**TASK OBJECTIVE:**
Copy out again, unchanged, the listing below from the line that has "For each <instance>" through the line that has "box: [108, 90, 115, 117]".

**DATA LISTING:**

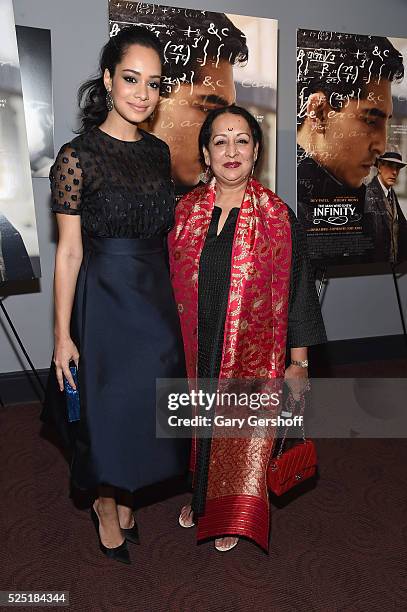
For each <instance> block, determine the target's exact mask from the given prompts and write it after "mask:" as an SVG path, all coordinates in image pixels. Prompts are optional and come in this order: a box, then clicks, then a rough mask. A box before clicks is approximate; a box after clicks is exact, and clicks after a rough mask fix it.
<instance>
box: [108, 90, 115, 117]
* * *
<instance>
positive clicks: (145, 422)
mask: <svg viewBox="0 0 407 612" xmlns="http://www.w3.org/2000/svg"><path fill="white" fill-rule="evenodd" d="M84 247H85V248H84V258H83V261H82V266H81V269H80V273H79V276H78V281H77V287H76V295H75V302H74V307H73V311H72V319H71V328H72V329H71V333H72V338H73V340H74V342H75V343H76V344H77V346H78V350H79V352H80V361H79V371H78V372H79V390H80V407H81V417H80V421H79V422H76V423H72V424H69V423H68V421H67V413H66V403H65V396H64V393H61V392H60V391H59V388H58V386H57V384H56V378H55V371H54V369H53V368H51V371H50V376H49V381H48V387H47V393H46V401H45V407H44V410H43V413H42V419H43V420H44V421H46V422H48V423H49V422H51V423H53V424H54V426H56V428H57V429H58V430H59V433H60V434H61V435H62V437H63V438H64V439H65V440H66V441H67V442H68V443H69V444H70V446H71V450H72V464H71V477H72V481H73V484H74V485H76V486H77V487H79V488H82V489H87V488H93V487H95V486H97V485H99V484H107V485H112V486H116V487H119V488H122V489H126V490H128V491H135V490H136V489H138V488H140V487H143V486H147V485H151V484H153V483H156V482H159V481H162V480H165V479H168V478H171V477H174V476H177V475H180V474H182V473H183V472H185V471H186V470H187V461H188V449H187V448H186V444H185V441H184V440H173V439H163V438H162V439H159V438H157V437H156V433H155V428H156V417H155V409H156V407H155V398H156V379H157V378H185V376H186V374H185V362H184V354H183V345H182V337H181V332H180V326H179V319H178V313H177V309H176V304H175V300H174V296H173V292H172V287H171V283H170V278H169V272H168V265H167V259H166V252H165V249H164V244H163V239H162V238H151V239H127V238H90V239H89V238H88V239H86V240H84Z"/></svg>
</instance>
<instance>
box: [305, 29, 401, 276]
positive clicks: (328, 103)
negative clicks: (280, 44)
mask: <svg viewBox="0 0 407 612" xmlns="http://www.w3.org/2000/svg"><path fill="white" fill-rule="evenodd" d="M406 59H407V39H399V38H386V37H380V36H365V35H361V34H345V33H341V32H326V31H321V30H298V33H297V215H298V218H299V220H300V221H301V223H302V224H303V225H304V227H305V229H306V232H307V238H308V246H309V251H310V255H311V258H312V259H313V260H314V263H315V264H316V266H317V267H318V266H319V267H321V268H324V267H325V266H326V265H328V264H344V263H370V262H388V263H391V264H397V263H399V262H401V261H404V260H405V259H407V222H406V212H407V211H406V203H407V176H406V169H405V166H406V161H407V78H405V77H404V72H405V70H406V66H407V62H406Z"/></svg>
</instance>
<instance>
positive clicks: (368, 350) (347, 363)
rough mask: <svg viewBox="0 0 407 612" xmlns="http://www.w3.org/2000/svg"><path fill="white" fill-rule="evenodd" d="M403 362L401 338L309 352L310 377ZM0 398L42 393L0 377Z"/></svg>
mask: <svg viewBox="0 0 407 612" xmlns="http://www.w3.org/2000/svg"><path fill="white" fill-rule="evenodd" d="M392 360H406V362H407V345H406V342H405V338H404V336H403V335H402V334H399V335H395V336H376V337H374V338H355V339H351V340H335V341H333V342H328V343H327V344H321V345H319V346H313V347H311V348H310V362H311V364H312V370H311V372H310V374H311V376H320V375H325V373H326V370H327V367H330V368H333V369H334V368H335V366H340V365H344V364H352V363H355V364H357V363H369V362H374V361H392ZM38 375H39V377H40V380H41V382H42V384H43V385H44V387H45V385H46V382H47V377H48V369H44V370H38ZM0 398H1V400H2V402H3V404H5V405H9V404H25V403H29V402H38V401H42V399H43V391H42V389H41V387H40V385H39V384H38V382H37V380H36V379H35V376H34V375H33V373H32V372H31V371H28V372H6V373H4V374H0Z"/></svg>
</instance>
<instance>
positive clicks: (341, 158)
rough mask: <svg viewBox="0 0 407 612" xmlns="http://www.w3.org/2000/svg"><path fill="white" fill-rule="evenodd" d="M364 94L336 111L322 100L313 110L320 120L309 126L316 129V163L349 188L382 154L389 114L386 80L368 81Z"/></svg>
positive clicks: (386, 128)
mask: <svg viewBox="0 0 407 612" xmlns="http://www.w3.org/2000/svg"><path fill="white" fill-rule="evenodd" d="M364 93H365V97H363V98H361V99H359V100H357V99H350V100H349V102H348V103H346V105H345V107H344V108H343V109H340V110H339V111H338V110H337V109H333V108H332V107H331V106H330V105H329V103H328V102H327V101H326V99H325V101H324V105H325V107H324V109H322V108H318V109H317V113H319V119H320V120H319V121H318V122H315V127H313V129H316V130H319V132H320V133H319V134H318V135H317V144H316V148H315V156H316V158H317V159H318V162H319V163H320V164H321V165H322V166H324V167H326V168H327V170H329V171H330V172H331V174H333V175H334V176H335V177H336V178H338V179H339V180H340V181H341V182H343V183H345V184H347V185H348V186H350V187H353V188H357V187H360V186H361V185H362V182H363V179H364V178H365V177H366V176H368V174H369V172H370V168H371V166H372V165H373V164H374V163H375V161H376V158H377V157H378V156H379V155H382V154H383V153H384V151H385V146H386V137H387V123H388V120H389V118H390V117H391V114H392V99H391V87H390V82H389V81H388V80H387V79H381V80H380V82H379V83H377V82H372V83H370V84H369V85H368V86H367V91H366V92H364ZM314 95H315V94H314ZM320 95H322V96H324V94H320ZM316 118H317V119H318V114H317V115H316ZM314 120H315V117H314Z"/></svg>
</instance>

**ANSWER BOX:**
For each <instance> block, determine the target's exact mask from the given prompts and write it after "mask:" as an SVG path, all coordinates in image pixels. Prompts are optional and come in this order: a box, then clicks, then a rough mask. A box before clicks is approximate; a box after clicks is exact, and clicks after a rough mask fix it.
<instance>
box: [108, 90, 115, 117]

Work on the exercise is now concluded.